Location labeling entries
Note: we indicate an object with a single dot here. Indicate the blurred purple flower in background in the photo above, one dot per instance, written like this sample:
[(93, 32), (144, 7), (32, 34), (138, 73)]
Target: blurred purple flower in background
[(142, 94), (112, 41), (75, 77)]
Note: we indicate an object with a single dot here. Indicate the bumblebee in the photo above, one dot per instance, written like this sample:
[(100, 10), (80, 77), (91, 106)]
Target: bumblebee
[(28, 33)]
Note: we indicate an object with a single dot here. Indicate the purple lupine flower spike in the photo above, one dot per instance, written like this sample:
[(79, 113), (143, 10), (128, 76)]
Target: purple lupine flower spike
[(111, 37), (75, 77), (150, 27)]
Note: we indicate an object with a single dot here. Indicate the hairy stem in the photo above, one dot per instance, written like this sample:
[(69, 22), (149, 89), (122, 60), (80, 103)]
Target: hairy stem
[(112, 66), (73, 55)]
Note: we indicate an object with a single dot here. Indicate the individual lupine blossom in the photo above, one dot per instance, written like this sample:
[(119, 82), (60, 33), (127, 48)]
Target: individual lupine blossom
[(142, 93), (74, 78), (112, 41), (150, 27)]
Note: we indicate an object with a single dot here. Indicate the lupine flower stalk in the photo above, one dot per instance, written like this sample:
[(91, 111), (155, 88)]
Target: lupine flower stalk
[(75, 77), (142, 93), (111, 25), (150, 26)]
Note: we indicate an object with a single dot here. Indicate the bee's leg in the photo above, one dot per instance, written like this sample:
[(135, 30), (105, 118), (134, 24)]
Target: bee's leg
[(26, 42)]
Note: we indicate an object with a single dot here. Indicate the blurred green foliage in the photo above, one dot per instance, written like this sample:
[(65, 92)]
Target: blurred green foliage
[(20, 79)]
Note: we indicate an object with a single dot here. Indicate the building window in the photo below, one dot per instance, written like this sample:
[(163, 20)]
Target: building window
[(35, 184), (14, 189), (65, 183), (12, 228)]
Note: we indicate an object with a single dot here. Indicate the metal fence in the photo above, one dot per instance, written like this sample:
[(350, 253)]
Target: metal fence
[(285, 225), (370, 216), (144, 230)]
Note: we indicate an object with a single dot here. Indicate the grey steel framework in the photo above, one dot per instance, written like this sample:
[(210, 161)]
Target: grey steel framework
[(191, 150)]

[Work to do]: Reproduce word for word the part of the entries that opens with the line containing "Indicate the bumblebee" and closes with the line containing "[(142, 93), (74, 78), (112, 41), (150, 27)]", including both of those lines.

[Exercise solution]:
Note: we indicate an object with a single dot here. Indicate the bumblebee in the photo above, one dot per instance, written like this sample:
[(100, 10), (80, 77), (91, 106)]
Target: bumblebee
[(28, 33)]
Note: we indicate an object with a single dot here. Indicate the purple lupine flower spike in the photo above, one dot per instance, written like this sample:
[(79, 113), (143, 10), (128, 76)]
Target: purple lupine flower spike
[(111, 37), (75, 77), (150, 27)]
Note: we indicate an object with a single dot here. Indicate the hairy stem in the photo above, one dot per instance, written like this sample:
[(69, 22), (149, 89), (122, 60), (80, 103)]
Target: hairy stem
[(112, 66), (73, 55)]
Note: we indicate an object with a single dot here. Indicate the individual lupine blossom in the photo above, one dot per instance, written like this sample:
[(119, 82), (60, 33), (127, 48)]
Target: individual lupine blossom
[(142, 93), (74, 78), (112, 41), (150, 27)]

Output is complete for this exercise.